What the task asks: Nothing in the records should change; write them all out again.

[Collected data]

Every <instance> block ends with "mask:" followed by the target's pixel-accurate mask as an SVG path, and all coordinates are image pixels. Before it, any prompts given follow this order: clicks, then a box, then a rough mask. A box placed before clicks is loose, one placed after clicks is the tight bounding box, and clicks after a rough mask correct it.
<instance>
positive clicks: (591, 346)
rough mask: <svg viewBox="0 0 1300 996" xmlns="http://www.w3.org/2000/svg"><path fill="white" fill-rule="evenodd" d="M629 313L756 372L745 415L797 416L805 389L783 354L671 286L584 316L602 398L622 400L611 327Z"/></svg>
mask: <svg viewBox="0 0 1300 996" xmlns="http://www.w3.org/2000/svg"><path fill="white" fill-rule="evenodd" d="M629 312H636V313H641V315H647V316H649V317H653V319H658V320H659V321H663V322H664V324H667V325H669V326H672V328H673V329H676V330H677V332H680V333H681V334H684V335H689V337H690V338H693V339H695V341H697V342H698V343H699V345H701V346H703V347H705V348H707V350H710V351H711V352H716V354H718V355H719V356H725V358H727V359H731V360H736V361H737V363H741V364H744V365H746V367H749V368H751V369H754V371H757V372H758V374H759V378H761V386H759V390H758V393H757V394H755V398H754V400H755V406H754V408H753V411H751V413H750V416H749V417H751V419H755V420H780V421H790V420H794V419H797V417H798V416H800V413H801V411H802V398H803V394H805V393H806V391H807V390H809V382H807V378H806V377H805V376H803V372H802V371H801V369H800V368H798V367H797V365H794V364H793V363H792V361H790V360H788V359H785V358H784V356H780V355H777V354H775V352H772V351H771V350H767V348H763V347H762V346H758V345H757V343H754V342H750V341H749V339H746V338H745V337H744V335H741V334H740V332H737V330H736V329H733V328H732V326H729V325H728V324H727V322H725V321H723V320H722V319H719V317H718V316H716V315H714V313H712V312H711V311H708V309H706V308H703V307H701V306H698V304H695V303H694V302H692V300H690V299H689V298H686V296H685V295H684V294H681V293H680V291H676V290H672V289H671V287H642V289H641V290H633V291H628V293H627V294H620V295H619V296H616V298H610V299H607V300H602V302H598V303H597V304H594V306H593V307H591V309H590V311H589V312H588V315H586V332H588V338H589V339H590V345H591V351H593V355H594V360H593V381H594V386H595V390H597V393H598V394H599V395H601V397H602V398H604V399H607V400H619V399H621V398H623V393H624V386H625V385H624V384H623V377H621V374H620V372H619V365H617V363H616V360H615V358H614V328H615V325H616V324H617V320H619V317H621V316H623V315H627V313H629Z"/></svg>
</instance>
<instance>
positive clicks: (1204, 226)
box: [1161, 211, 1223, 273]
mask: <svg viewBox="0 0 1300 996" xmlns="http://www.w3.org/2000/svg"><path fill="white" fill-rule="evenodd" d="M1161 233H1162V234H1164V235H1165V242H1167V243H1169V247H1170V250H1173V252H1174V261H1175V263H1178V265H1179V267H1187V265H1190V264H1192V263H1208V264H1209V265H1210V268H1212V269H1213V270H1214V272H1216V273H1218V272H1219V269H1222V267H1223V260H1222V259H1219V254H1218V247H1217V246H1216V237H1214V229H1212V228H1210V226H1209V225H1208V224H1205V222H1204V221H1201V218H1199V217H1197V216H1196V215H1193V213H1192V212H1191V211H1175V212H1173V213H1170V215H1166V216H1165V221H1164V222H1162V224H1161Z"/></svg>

Final answer:
Every <instance> block ends with "mask:" followed by the target's pixel-accurate mask as an SVG path, and all coordinates are image pixels. Before it, any prompts given follow this order: clicks, then a box, then a rough mask. A box placed before clicks is loose, one placed after clicks is the tight bounding box, and clicks after a rough mask correct it.
<instance>
positive clicks: (591, 346)
rough mask: <svg viewBox="0 0 1300 996" xmlns="http://www.w3.org/2000/svg"><path fill="white" fill-rule="evenodd" d="M629 313L756 372L745 415L797 416L805 389L783 354L671 286L584 316L602 398L622 400L611 327Z"/></svg>
mask: <svg viewBox="0 0 1300 996" xmlns="http://www.w3.org/2000/svg"><path fill="white" fill-rule="evenodd" d="M629 312H636V313H641V315H647V316H649V317H653V319H658V320H659V321H663V322H664V324H667V325H669V326H672V328H673V329H676V330H677V332H680V333H681V334H684V335H689V337H690V338H693V339H695V341H697V342H698V343H699V345H701V346H703V347H705V348H707V350H710V351H711V352H716V354H718V355H719V356H725V358H727V359H731V360H736V361H737V363H741V364H744V365H746V367H749V368H751V369H754V371H757V372H758V374H759V378H761V386H759V390H758V393H757V394H755V398H754V400H755V406H754V408H753V411H751V413H750V416H749V417H751V419H755V420H780V421H790V420H794V419H797V417H798V416H800V413H801V411H802V398H803V394H805V393H806V391H807V390H809V382H807V378H806V377H805V376H803V372H802V371H801V369H800V368H798V367H797V365H794V364H793V363H792V361H790V360H788V359H785V358H784V356H780V355H777V354H775V352H772V351H771V350H767V348H763V347H762V346H758V345H757V343H754V342H750V341H749V339H746V338H745V337H744V335H741V334H740V332H737V330H736V329H733V328H732V326H729V325H728V324H727V322H725V321H723V320H722V319H719V317H718V316H716V315H714V313H712V312H711V311H708V309H706V308H703V307H701V306H698V304H695V303H694V302H692V300H690V299H689V298H686V296H685V295H684V294H681V293H680V291H676V290H672V289H671V287H642V289H641V290H633V291H628V293H627V294H620V295H619V296H616V298H610V299H607V300H602V302H598V303H597V304H594V306H593V307H591V309H590V311H589V312H588V315H586V332H588V338H589V339H590V345H591V351H593V355H594V360H593V381H594V386H595V390H597V393H598V394H599V395H601V397H602V398H604V399H607V400H619V399H621V398H623V393H624V386H625V385H624V384H623V377H621V374H620V372H619V365H617V363H616V360H615V358H614V328H615V325H616V324H617V320H619V317H621V316H623V315H627V313H629Z"/></svg>
</instance>
<instance>
positive clicks: (1204, 226)
box: [1161, 211, 1223, 273]
mask: <svg viewBox="0 0 1300 996" xmlns="http://www.w3.org/2000/svg"><path fill="white" fill-rule="evenodd" d="M1161 233H1162V234H1164V235H1165V242H1167V243H1169V247H1170V250H1173V252H1174V261H1175V263H1178V265H1179V267H1187V265H1190V264H1192V263H1208V264H1209V265H1210V268H1212V269H1213V270H1214V272H1216V273H1218V272H1219V269H1222V267H1223V260H1222V259H1219V254H1218V247H1217V246H1216V237H1214V229H1212V228H1210V226H1209V225H1208V224H1205V222H1204V221H1201V218H1199V217H1197V216H1196V215H1193V213H1192V212H1191V211H1175V212H1173V213H1170V215H1166V216H1165V221H1164V222H1162V224H1161Z"/></svg>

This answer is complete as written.